◆ Apply what you read:
• a. In the passage on Uri Giné, rewrite the part from "Spanish musician, singer and" to "announcement in 2015.", replacing "lead singer" with "vocalist".
• b. Summarize the Uri Giné page in two sentences.
• c. Continue the account of Uri Giné's life from the end of the text.

◆ Page text:
+-------+

Background information
- Born: Oriol Giné de Lera August 24, 1986 (age 39) Tarragona, Spain
- Genres: Alternative rock; reggae rock; ska punk;
- Occupations: Musician; singer; songwriter;
- Instruments: Vocals; guitar;
- Years active: 2003–present
- Label: Kasba Music

= Uri Giné =

Spanish musician, singer and songwriter (born 1986)

Uri Giné (/ca/; born Oriol Giné de Lera; August 24, 1986) is a Spanish musician, singer, and songwriter. He is best known as the founder, lead singer, and songwriter of the alternative rock band Bongo Botrako from their formation in 2007 until their indefinite hiatus announcement in 2015.

==Early life==

Giné, the second of three children, was born and raised in Tarragona, Spain, a city just south of Barcelona. His mother, Maria José de Lera, is a nurse, and his father, Josep Giné, is a retired software developer. His younger sister, Alba, died at only ten months old from a heart malfunction, when Giné was 3. Some of his songs focus on the loss of his sister.

Giné grew up listening to his older sister, Celia, practise the piano for hours daily, but even though she and his parents tried to encourage him to play an instrument since he was young, he was reluctant for many years. At the age of 13, Celia gave him a cassette of a friend's punk rock band and he was so fascinated that he bought an electric guitar and started learning to play it and sing. He taught himself imitating rock, grunge and punk rock bands such as Nirvana, The Offspring, Red Hot Chili Peppers and Extremoduro.

+-------+

◆ Source information:
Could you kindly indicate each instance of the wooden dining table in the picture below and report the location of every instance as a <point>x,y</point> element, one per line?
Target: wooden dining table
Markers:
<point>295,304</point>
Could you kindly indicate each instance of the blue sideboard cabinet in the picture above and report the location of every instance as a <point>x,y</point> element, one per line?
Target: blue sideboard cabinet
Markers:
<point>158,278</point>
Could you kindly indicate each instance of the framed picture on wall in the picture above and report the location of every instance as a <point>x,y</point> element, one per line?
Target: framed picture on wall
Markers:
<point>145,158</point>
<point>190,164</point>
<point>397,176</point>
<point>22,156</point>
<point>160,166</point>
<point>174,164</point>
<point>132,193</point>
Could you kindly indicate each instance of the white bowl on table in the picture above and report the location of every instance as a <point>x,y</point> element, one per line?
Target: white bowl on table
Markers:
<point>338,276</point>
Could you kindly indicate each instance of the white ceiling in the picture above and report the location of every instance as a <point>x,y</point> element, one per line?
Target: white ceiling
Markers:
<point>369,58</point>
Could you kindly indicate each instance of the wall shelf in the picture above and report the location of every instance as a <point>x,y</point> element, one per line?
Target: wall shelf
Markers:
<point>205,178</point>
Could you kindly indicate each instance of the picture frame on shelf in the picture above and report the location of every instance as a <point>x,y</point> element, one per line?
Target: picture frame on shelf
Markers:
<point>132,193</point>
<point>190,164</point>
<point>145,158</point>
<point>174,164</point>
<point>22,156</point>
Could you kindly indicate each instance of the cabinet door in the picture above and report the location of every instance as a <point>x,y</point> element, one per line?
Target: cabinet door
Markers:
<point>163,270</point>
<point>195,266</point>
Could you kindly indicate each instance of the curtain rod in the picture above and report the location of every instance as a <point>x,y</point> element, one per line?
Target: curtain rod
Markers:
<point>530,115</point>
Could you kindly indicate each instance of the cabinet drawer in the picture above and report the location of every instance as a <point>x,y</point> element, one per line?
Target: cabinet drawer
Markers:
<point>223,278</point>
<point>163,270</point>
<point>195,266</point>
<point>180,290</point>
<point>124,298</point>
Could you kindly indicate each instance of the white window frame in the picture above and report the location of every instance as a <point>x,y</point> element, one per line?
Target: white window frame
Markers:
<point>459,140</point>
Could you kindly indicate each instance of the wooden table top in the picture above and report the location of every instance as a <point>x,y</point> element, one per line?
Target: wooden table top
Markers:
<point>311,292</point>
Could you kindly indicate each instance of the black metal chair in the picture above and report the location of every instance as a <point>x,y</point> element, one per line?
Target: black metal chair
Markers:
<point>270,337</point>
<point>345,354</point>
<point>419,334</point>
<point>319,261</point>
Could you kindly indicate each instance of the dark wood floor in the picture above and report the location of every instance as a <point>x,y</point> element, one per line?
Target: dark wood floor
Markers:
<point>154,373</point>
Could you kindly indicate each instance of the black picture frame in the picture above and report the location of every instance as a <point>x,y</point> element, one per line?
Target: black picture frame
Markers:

+-------+

◆ Written answers:
• a.
Spanish musician, singer and songwriter (born 1986)

Uri Giné (/ca/; born Oriol Giné de Lera; August 24, 1986) is a Spanish musician, singer, and songwriter. He is best known as the founder, vocalist, and songwriter of the alternative rock band Bongo Botrako from their formation in 2007 until their indefinite hiatus announcement in 2015.

• b. Uri Giné, born Oriol Giné de Lera on August 24, 1986, in Tarragona, Spain, is a Spanish musician, singer, and songwriter best known as the founder, lead singer, and songwriter of the alternative rock band Bongo Botrako from 2007 until its indefinite hiatus in 2015. He resisted playing an instrument for years, but at 13 a cassette of a friend's punk rock band from his older sister Celia led him to buy an electric guitar and teach himself by imitating bands such as Nirvana, The Offspring, Red Hot Chili Peppers and Extremoduro.

• c.
Giné attended Pompeu Fabra University in Barcelona, but after four years taking classes in Audiovisual Communication, he dropped out to focus entirely on his musical career.

==Career==

===Extracto de Lúpulo (2003–2009)===

Giné joined punk rock band Extracto de Lúpulo in 2003 while in high school. He wrote his first songs for this band but he soon realised that some of the songs he wrote didn't fit in the genre, so he kept them apart. In late 2007, Giné decided to create his own band with all those songs and named it Bongo Botrako. In 2008 Giné recorded Extracto de Lúpulo's first album, El agua pa los peces, which was released in the following year. However, after almost two years running both bands at the same time, Bongo Botrako had become way more successful than Extracto de Lúpulo and many gigs started to coincide, so in 2009 Giné left Extracto de Lúpulo to focus entirely on Bongo Botrako.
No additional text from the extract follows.